DATASET_PATH = "data"
CHECKPOINT_PATH = "saved_models"

# Setting the seed
pl.seed_everything(42)
# Ensure that all operations are deterministic on GPU (if used) for reproducibility
torch.backends.cudnn.deterministic = True
torch.backends.cudnn.benchmark = False

device = "cpu"
if torch.backends.mps.is_available():
    device = torch.device("mps")
elif torch.cuda.is_available():
    device = torch.device("cuda")
print("Device:", device)

Seed set to 42

Device: mps

Attention mechanism#

The attention mechanism describes a weighted average of (sequence) elements with the weights dynamically computed based on an input query and elements’ keys. In other words, we want to dynamically decide on which inputs we want to “attend” more than others. To implement the attention mechanism, there are four parts we need to specify:

Query: The query is a feature vector that describes what we are looking for in the sequence, i.e. what would we maybe want to pay attention to.
Keys: For each input element, we have a key which is again a feature vector. This feature vector roughly describes what the element is “offering”, or when it might be important. The keys should be designed such that we can identify the elements we want to pay attention to based on the query.
Values: For each input element, we also have a value vector. This feature vector is the one we want to average over.

The weights of the average are calculated by a softmax over all score function outputs.

The dot product attention takes as input a set of queries \(Q\in\mathbb{R}^{T\times d_k}\), keys \(K\in\mathbb{R}^{T\times d_k}\) and values \(V\in\mathbb{R}^{T\times d_v}\) where \(T\) is the sequence length, and \(d_k\) and \(d_v\) are the hidden dimensionality for queries/keys and values respectively. For simplicity, we neglect the batch dimension for now. The attention value from element \(i\) to \(j\) is based on its similarity of the query \(Q_i\) and key \(K_j\), using the dot product as the similarity metric.

## EXERCISE REQUIREMENTS:
• A. Sum up the passage on attention in two sentences.
• B. Please say whether each statement agrees with the passage on attention, answering yes or no and quoting the deciding words: (i) The value vectors are the ones averaged over. (ii) The dot product attention setup keeps the batch dimension. (iii) The weights of the average come from a softmax over all score function outputs.

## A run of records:
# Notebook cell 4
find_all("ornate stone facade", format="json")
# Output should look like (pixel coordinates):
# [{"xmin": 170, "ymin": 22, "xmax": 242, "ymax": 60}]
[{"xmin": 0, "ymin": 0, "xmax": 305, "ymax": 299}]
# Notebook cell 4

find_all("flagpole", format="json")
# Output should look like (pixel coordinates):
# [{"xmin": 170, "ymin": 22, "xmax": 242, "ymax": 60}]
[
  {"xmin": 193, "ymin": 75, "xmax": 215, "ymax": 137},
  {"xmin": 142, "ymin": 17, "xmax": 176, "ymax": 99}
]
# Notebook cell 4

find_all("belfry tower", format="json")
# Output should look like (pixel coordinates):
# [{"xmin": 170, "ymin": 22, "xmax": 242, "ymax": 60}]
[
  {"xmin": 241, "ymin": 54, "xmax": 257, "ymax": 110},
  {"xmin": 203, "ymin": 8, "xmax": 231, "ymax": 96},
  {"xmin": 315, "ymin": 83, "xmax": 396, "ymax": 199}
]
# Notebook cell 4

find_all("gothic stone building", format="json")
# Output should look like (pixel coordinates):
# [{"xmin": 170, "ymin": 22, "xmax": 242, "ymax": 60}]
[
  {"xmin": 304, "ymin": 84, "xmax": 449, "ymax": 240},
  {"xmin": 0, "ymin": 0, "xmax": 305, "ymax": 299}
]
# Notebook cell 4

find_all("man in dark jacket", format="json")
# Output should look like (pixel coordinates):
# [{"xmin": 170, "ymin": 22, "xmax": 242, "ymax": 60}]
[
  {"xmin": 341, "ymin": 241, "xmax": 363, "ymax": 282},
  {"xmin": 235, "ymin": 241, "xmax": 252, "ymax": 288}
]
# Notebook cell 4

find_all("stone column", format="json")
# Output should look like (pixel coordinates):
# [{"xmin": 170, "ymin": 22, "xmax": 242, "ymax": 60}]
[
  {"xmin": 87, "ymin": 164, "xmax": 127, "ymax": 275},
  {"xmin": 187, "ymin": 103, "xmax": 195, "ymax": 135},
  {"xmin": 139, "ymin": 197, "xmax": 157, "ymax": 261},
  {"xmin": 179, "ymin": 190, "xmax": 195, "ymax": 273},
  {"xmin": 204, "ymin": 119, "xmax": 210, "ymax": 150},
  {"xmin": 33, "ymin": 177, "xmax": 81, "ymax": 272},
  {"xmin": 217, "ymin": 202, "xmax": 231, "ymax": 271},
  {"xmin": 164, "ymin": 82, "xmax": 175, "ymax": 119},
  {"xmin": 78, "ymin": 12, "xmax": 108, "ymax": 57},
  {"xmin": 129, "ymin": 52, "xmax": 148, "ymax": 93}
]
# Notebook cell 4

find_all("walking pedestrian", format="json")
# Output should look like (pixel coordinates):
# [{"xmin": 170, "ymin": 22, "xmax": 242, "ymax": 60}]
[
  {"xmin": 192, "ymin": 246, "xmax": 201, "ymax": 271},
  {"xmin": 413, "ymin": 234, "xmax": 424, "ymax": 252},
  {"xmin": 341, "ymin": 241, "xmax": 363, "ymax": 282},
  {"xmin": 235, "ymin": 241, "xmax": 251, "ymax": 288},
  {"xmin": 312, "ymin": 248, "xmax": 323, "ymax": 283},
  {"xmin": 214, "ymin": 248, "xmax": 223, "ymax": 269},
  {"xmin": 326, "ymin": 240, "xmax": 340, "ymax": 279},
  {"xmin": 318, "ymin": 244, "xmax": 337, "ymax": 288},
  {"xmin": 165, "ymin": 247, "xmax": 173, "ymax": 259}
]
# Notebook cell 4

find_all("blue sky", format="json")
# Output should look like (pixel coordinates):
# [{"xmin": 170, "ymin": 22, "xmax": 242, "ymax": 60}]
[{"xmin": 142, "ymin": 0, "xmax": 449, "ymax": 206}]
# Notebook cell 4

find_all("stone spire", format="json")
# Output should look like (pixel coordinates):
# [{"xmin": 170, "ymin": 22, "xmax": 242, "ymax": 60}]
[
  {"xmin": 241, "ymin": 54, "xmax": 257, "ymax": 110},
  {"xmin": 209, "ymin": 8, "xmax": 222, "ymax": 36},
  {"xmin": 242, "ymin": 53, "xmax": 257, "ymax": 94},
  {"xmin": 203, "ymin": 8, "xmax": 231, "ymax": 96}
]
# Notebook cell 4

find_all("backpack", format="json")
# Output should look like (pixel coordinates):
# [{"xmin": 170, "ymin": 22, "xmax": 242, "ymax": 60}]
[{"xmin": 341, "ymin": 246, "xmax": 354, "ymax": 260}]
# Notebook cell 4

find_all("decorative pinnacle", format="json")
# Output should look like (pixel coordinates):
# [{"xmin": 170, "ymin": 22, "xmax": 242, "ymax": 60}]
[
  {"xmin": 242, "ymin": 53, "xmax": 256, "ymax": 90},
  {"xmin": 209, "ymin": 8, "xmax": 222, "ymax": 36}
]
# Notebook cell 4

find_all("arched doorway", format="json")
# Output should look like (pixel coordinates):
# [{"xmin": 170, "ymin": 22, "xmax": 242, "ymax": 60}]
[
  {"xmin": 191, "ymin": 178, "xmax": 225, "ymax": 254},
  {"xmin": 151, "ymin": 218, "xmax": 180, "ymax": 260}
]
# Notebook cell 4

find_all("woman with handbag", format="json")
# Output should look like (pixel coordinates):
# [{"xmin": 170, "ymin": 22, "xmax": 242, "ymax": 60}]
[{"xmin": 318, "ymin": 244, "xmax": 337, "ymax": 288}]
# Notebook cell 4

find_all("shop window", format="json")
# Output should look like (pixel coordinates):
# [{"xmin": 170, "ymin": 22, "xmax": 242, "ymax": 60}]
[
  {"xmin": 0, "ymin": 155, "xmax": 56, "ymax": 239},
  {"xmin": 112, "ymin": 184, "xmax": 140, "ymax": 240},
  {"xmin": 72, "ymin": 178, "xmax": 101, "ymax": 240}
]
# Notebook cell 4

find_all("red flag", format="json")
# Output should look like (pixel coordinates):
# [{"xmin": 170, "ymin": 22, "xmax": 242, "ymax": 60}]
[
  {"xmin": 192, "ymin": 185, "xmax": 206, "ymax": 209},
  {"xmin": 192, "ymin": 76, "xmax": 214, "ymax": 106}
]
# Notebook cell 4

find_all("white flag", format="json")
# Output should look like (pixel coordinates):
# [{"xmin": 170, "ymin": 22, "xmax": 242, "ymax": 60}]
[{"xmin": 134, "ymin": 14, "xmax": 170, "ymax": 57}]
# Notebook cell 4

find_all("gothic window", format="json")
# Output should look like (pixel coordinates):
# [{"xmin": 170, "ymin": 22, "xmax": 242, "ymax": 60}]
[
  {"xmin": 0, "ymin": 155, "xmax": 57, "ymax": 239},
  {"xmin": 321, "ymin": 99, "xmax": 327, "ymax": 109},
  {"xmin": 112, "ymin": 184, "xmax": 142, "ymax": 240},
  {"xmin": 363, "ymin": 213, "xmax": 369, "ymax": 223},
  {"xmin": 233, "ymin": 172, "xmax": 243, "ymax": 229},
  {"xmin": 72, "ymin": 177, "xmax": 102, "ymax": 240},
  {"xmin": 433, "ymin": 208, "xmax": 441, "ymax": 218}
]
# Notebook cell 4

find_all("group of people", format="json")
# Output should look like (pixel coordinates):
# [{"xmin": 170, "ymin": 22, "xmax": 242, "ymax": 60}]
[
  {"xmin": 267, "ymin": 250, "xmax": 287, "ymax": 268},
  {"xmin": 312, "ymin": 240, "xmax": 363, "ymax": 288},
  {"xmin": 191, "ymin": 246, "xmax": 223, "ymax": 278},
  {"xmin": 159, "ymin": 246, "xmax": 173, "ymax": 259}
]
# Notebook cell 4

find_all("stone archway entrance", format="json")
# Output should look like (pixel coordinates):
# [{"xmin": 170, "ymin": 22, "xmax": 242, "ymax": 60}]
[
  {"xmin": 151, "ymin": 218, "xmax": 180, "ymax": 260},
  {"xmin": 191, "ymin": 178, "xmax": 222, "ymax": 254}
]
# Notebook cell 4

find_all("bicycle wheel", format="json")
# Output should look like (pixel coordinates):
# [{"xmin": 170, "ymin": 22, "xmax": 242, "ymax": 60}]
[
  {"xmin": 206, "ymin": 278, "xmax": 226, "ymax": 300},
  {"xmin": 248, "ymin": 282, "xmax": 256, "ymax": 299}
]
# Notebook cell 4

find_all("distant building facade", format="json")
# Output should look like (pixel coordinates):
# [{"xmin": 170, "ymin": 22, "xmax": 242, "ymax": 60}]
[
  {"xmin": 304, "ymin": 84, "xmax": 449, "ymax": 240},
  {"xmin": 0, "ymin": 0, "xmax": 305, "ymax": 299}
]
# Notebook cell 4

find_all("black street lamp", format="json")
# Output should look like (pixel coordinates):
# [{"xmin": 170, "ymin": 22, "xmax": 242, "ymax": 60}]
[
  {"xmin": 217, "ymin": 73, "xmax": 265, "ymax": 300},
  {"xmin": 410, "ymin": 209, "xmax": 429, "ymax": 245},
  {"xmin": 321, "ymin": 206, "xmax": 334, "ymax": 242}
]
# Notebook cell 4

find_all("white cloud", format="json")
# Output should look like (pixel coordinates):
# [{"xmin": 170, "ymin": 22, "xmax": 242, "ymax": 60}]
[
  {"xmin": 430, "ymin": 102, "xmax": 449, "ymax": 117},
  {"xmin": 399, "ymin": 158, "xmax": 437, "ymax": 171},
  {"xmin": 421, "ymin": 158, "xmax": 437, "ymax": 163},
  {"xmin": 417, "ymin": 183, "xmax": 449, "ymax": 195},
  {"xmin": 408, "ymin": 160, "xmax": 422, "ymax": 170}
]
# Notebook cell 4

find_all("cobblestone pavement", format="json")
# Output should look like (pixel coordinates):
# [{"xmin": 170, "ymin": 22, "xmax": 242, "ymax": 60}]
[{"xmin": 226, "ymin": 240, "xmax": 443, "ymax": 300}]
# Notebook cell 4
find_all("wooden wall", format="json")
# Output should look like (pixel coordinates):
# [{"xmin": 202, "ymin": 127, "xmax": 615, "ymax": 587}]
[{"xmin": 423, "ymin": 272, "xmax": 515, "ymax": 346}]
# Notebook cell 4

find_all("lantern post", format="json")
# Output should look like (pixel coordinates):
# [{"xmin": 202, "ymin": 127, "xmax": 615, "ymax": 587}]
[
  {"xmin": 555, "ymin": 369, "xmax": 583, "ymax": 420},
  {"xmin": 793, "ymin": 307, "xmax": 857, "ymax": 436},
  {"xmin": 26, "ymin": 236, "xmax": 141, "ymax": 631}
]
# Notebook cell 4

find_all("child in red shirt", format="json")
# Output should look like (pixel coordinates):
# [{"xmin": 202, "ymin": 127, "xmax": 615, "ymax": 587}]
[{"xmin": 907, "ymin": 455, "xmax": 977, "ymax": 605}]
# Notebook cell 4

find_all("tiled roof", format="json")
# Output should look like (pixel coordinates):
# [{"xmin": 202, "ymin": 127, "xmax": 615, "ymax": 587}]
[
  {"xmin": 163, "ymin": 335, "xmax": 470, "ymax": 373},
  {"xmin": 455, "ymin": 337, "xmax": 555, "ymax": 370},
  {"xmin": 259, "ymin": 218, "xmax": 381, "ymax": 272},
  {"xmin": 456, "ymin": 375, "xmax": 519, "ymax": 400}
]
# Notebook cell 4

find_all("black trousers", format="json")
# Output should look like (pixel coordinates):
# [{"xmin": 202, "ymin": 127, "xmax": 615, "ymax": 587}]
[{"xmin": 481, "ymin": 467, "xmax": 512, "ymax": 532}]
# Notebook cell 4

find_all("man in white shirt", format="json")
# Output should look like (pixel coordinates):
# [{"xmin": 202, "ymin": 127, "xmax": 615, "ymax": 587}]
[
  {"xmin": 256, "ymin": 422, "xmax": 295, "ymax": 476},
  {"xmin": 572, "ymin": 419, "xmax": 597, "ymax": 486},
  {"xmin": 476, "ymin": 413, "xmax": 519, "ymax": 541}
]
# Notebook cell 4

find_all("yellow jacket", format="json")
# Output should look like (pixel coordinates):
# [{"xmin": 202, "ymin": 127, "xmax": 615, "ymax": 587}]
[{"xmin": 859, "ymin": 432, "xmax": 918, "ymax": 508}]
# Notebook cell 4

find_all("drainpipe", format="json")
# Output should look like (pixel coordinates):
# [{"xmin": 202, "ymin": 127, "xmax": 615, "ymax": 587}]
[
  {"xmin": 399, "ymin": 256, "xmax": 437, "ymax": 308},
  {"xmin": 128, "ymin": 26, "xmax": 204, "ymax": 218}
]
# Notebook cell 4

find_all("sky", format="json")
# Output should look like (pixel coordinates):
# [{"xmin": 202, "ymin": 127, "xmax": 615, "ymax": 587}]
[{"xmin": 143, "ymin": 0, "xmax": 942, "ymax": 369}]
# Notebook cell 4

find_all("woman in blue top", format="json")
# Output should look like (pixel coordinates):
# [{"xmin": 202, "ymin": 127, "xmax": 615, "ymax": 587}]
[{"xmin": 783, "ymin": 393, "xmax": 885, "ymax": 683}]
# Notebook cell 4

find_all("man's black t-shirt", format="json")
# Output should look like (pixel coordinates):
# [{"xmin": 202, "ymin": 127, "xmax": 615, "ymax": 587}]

## ANSWERS GIVEN:
• A. The attention mechanism computes a weighted average of sequence elements, with weights computed dynamically from an input query and the elements' keys and calculated by a softmax over all score function outputs. Dot product attention takes queries, keys and values as input, and the attention value from element i to j is based on the similarity of query Q_i and key K_j, with the dot product as the similarity metric.

• B.
(i) Yes: "This feature vector is the one we want to average over."
(ii) No: "For simplicity, we neglect the batch dimension for now."
(iii) Yes: "The weights of the average are calculated by a softmax over all score function outputs."